Exercise aim —
Copy the entries below verbatim, line for line.

The data —
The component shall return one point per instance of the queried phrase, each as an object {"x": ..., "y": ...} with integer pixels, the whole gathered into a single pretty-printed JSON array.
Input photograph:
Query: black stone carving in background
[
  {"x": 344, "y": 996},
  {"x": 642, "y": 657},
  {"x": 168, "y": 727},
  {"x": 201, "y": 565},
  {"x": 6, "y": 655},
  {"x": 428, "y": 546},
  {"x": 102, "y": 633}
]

Written answer —
The component shall return one point per instance of the queried phrase, each as an object {"x": ..., "y": ...} with integer pixels, the whole gathered into a single pretty-printed JSON array.
Input photograph:
Query: black stone carving in background
[
  {"x": 344, "y": 996},
  {"x": 642, "y": 657},
  {"x": 168, "y": 727},
  {"x": 201, "y": 565},
  {"x": 6, "y": 655},
  {"x": 428, "y": 546},
  {"x": 102, "y": 633}
]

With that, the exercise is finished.